AIM OF THE EXERCISE:
Drop the pictures from the entries below, then reproduce the rest exactly.

PROVIDED DATA:
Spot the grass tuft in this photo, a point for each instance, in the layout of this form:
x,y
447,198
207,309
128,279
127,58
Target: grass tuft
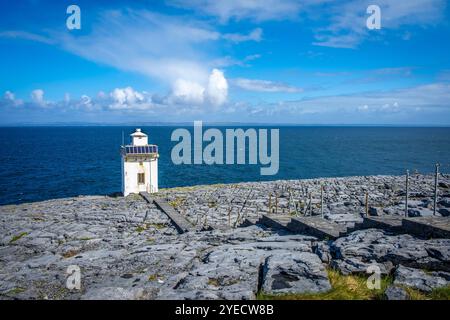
x,y
350,287
17,237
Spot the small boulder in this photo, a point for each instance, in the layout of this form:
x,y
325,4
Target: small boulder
x,y
396,293
419,279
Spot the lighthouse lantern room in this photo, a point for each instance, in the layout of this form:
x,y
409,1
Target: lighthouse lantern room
x,y
139,165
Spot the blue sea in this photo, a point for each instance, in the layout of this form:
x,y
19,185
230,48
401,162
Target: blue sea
x,y
39,163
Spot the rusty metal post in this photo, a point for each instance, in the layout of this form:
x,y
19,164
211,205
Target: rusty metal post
x,y
310,204
270,203
407,193
436,179
321,200
276,203
367,203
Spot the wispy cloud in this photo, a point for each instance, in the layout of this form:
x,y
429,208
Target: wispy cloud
x,y
346,23
256,10
425,104
264,86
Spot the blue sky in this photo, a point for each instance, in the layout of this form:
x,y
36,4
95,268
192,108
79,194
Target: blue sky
x,y
302,62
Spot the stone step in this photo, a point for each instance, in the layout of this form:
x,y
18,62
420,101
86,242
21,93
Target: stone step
x,y
388,223
314,226
317,227
180,223
427,227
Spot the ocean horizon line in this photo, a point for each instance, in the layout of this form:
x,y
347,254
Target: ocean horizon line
x,y
220,124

ANSWER SECTION:
Spot the grass tuft in this photo, a point for each instance, in the layout of this form:
x,y
447,198
207,309
128,279
127,58
Target: grass tuft
x,y
350,287
17,237
Spot the small boulder in this photo, a point for each instance, in the layout of this form:
x,y
325,4
Target: small boulder
x,y
396,293
419,279
Spot the lighthouse lantern room in this photo, a point for each instance, in the layout of this form:
x,y
409,1
Target: lighthouse lantern room
x,y
139,165
Spot the blue sea in this photo, a point for each instance, in the layout of this form:
x,y
19,185
230,48
401,162
Target: blue sea
x,y
39,163
Spot the rusty metal post in this photo, a point for each instance, in the layout of this form:
x,y
19,164
211,205
Target: rusty metal post
x,y
310,204
270,203
407,193
436,179
321,200
276,203
367,203
Spot the wispy cloud in this photo, a point for each instance, in the layout of this form:
x,y
429,208
Target: wispy cloud
x,y
346,23
256,10
425,104
264,86
Spot the blue sky in this photo, a point for each instance, in the layout of this form:
x,y
36,4
95,268
192,108
79,194
Target: blue sky
x,y
302,62
Spot the stone step in this photo, a point for each instance, in the layout of this form:
x,y
18,62
420,101
86,242
21,93
Target: stone step
x,y
388,223
314,226
317,227
180,223
427,227
Spot the ocean horizon line in this photo, a point for each instance, in the layout of this form:
x,y
347,254
Target: ocean horizon line
x,y
220,124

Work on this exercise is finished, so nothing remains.